▸ Passage provided:
+ + + +

2015-04-13 Thread Matt Mitchell
Just picked it up! Thanks Alex. Sounds like the sort of thing I've been 
wanting more info on for a while now. Looking forward to the reading!

- Matt

On Wednesday, April 8, 2015 at 9:27:58 AM UTC-4, Alex Miller wrote:

 Hey all,

 I'm very happy to announce that Clojure Applied is now available in beta:

 https://pragprog.com/book/vmclojeco/clojure-applied

 I've been working on this with Ben Vandgrift for a long time, hoping to 
 fill the underserved niche of *intermediate* Clojure material. Our goal 
 is to step in after you've read any of the fine introductory books and 
 provide the next level of guidance needed to successfully apply Clojure to 
 real problems.

 The chapters are:

 1. Model Your Domain - an overview of modeling domain entities, modeling 
 relationships, validating them, and creating domain operations.
 2. Collect And Organize Your Data - choosing the right collection, 
 updating collections, accessing collections, and building custom 
 collections.
 3. Processing Sequential Data - using sequence functions and transducers 
 to transform your data.

+ + + +

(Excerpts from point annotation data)
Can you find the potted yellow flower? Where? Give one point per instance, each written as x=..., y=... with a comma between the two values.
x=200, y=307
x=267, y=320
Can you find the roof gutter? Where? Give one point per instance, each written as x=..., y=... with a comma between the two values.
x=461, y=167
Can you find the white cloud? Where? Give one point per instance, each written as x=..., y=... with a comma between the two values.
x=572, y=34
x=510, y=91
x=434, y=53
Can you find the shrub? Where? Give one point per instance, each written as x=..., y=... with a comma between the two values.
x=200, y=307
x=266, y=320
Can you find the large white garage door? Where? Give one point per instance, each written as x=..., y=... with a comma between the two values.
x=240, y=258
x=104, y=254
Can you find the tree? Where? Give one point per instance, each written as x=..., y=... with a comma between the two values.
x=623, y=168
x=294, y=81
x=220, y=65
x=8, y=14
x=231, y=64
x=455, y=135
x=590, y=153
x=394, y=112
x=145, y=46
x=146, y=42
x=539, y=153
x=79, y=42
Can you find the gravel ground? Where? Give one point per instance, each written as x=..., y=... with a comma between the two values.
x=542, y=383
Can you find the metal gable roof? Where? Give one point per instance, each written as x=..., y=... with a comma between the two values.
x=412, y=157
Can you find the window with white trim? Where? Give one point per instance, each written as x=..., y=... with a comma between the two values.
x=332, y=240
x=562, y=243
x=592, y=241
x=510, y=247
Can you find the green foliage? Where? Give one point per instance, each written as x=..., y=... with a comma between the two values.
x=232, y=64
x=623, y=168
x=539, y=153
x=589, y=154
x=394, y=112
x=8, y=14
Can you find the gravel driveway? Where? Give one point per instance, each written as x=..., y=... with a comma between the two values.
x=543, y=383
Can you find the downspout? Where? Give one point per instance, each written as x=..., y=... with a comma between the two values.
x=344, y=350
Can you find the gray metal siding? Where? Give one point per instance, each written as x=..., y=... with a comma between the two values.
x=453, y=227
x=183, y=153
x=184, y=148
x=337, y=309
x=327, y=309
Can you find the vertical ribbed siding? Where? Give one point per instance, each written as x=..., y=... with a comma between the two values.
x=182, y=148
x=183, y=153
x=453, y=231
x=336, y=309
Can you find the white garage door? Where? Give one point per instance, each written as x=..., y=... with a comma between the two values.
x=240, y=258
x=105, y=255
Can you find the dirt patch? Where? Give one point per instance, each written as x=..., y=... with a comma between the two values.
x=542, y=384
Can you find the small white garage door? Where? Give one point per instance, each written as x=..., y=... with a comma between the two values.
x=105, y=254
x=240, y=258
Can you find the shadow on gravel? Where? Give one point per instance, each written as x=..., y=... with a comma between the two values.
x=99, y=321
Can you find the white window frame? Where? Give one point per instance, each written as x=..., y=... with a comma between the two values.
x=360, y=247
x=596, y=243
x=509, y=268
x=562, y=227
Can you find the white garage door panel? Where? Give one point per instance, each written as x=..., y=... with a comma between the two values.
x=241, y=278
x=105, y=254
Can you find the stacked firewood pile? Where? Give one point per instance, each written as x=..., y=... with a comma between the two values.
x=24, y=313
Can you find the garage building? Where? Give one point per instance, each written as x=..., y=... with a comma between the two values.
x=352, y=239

+ + + +

▸ Your tasks:
1. In the Clojure Applied announcement thread, who has Alex Miller been working on the book with?
2. From the Clojure Applied announcement thread, extract the passage starting at "I'm very happy" and ending at "real problems.".
3. Extend the Clojure Applied announcement thread onward from the last line shown.

▸ Task-by-task answers:
1. Ben Vandgrift

2.
I'm very happy to announce that Clojure Applied is now available in beta:

 https://pragprog.com/book/vmclojeco/clojure-applied

 I've been working on this with Ben Vandgrift for a long time, hoping to 
 fill the underserved niche of *intermediate* Clojure material. Our goal 
 is to step in after you've read any of the fine introductory books and 
 provide the next level of guidance needed to successfully apply Clojure to 
 real problems.

3.
 4. State, Identity, and Change - modeling change and state with Clojure's 
 state constructs.
 5. Use Your Cores - waiting in the background, queues and workers, 
 parallelism with reducers, and thinking in processes with core.async.
 6. Creating Components - organizing your code with namespaces, designing 
 component APIs, connecting components with core.async channels, and 
 implementing components with state.
 7. Compose Your Application - assembling components, configuration, and 
 entry points.
 8. Testing Clojure - example- and property-based testing with 
 clojure.test, expectations, and test.check. 
 9. Playing With Others - details TBD
 10. Getting Out The Door - publishing your code and deploying your 
 application.

 Chapters 1-6 and 10 are available now in beta form. We expect to release a 
 new chapter every 2-3 weeks until completion. The printed book should be 
 available this fall.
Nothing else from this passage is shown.